Stored data entries:
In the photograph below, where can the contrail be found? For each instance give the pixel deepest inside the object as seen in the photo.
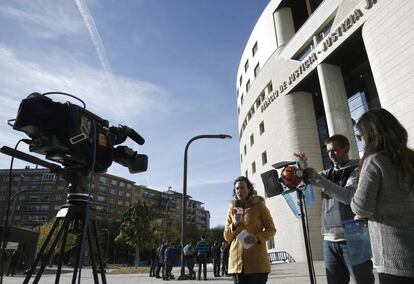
(96, 38)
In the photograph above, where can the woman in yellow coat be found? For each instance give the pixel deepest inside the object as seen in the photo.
(248, 214)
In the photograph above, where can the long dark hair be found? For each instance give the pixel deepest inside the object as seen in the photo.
(250, 186)
(382, 132)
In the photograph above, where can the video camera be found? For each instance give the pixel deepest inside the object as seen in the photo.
(75, 137)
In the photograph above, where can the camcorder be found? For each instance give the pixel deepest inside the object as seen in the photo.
(293, 177)
(75, 137)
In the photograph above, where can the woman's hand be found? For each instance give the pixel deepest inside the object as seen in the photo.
(301, 156)
(358, 217)
(250, 240)
(236, 216)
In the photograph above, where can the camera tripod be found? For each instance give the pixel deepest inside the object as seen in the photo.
(73, 213)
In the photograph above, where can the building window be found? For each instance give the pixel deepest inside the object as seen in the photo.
(269, 87)
(256, 70)
(264, 158)
(254, 49)
(247, 86)
(261, 127)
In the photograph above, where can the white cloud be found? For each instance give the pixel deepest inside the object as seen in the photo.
(122, 100)
(43, 18)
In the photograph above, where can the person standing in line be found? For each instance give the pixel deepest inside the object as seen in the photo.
(202, 249)
(248, 265)
(189, 255)
(160, 255)
(153, 261)
(169, 261)
(224, 249)
(338, 186)
(215, 253)
(385, 195)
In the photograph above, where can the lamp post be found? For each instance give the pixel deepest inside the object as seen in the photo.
(184, 201)
(107, 246)
(166, 215)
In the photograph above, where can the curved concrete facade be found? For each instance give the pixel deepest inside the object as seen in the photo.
(293, 74)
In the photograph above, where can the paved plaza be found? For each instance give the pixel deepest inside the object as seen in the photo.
(283, 273)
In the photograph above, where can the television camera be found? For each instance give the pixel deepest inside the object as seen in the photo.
(83, 143)
(293, 177)
(75, 137)
(293, 180)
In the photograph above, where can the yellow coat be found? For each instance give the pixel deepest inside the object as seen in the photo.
(257, 221)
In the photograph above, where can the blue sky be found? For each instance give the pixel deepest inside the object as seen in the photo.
(166, 68)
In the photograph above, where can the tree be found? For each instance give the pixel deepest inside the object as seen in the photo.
(44, 232)
(135, 228)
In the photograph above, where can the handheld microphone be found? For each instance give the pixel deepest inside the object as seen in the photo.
(238, 207)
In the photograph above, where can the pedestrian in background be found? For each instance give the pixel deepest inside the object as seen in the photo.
(189, 255)
(385, 195)
(215, 254)
(224, 249)
(169, 261)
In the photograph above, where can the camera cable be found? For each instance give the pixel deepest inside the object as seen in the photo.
(4, 231)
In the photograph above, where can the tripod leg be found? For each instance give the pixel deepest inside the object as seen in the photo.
(62, 251)
(92, 256)
(76, 267)
(51, 249)
(41, 252)
(101, 264)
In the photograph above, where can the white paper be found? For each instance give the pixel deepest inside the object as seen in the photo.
(242, 236)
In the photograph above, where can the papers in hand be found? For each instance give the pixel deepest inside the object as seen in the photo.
(242, 237)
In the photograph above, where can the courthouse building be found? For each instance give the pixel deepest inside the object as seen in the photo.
(308, 71)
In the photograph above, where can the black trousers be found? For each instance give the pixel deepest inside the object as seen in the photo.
(393, 279)
(202, 263)
(252, 278)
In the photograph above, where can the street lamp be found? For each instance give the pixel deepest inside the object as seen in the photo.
(166, 216)
(107, 246)
(184, 201)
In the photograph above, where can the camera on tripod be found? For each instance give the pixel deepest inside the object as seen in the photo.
(75, 137)
(293, 177)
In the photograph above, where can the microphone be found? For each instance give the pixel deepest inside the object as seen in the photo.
(238, 207)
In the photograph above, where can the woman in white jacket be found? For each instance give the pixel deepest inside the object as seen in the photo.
(385, 195)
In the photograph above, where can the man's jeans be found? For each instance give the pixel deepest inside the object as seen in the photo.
(339, 268)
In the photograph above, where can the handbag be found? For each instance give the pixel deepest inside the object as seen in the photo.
(358, 241)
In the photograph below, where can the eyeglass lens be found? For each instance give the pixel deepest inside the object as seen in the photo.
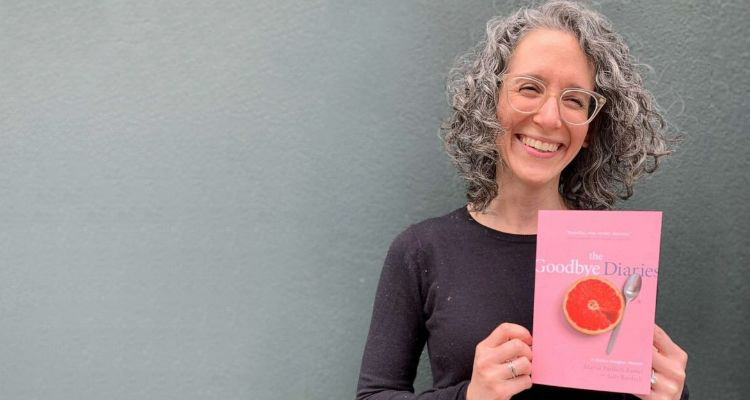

» **WORK ITEM**:
All preceding records should be duplicated verbatim, images excepted.

» **EXPECTED OUTPUT**:
In the photograph below, where can the contrail be found? For each instance give the pixel deepest inside the object as seen in the photo.
(96, 38)
In the photograph above, where can the woman in yellow coat be found? For each instance give the pixel deepest inside the object as seen in the photo.
(248, 214)
In the photograph above, where can the long dark hair be found? For each instance give the pixel deepest inside the object as seen in the photo.
(250, 186)
(382, 132)
In the photograph above, where can the video camera be found? For each instance give the pixel deepest inside the object as seen in the photo.
(75, 137)
In the photograph above, where can the camcorder be found? For each instance give the pixel deepest inside the object as seen in the photo.
(293, 177)
(75, 137)
In the photograph above, where can the woman's hand be found? For each instance give the pixel deepest inside the object as seen in the photo.
(301, 156)
(358, 217)
(250, 240)
(236, 216)
In the photograph above, where can the camera tripod be found? For each instance give the pixel deepest inside the object as seen in the photo.
(73, 213)
In the photograph above, where can the building window be found? For each instance give the pixel deepest inside the object as seen in the photo.
(269, 87)
(256, 70)
(264, 158)
(254, 49)
(247, 86)
(261, 127)
In the photograph above, where can the white cloud be found? For each instance give the pixel deepest inside the object as seen in the photo.
(122, 100)
(43, 18)
In the photograph above, where can the person standing in line be found? For each instance give the pixel deepest inside the object as seen in the photo.
(202, 249)
(248, 265)
(189, 255)
(160, 255)
(153, 261)
(169, 261)
(224, 249)
(338, 186)
(215, 253)
(385, 195)
In the photograph above, where can the lamp post be found? For each instance give the pixel deepest inside the object as seen in the photo.
(184, 201)
(107, 246)
(166, 215)
In the photograph above, where can the curved concrete facade be found? For each instance give the pixel deepest inside the object as seen in the photo.
(293, 74)
In the photograph above, where can the paved plaza be found? For each instance give the pixel deepest inside the object as seen in the photo.
(283, 273)
In the photograph above, where can the television camera be found? For each instance give the pixel deepest inside the object as seen in the photo.
(83, 143)
(293, 177)
(75, 137)
(293, 180)
In the photograph above, where can the yellow coat be found? For each instance give the pixel deepest inside the object as seen in the photo.
(257, 221)
In the photograph above, where can the blue sky be found? For each instance give the pixel deepest inside the object as seen in the photo.
(166, 68)
In the photograph above, where can the tree be found? For each instance give the pixel deepest inside the object as seen in the photo.
(44, 232)
(135, 228)
In the photograph above, where can the handheld microphone be found? For each instance give the pixel deepest inside the object as seen in the photo.
(238, 207)
In the photograph above, where can the pedestrian in background be found? For each instance give the pixel deepest inside the object as seen in the photo.
(189, 255)
(385, 195)
(215, 254)
(224, 249)
(169, 261)
In the photograph above, where can the camera cable be found? For each instance give the pixel deepest inside the object as seen in the photo.
(4, 231)
In the photograph above, where can the tripod leg be found? For each instance give the pixel deepest inside the object as seen in the photo.
(62, 251)
(92, 256)
(76, 267)
(51, 249)
(41, 252)
(101, 264)
In the photograph above, where can the white paper be found? For each instance give the pixel deepest inside the object as seen in the photo.
(242, 236)
In the photograph above, where can the papers in hand be found? For each instance give the pixel deepest inside the object as seen in the photo.
(242, 237)
In the photograph above, where can the courthouse building be found? For each instance give the pixel deepest inside the object as seen in the photo.
(308, 71)
In the photograph above, where can the black trousers be found? For each instance give the pixel deepest inside the object as seen in the photo.
(393, 279)
(202, 263)
(252, 278)
In the photograph above, where can the street lamp be found? For each instance give the pixel deepest inside the object as seen in the photo.
(166, 216)
(107, 246)
(184, 201)
In the photograph above, where can the camera on tripod be found? For each instance give the pixel deepest inside the object as seen in the photo.
(75, 137)
(293, 177)
In the photograph above, where can the microphone be found? For each instance give the pixel deepest inside the object as seen in the photo.
(238, 207)
In the photograph above, where can the woman in white jacket be found? For each instance give the pixel deepest inside the object as seen in the photo.
(385, 195)
In the photograph above, where can the man's jeans be found? For each instance give the pixel deepest inside the object as seen in the photo.
(339, 268)
In the photograph above, where can the handbag be found? For each instance give the pixel deepest inside the object as seen in the photo.
(358, 241)
In the photograph below, where can the eyeglass lens be found? For each instance give the pixel deepest inside the object as seen in the photo.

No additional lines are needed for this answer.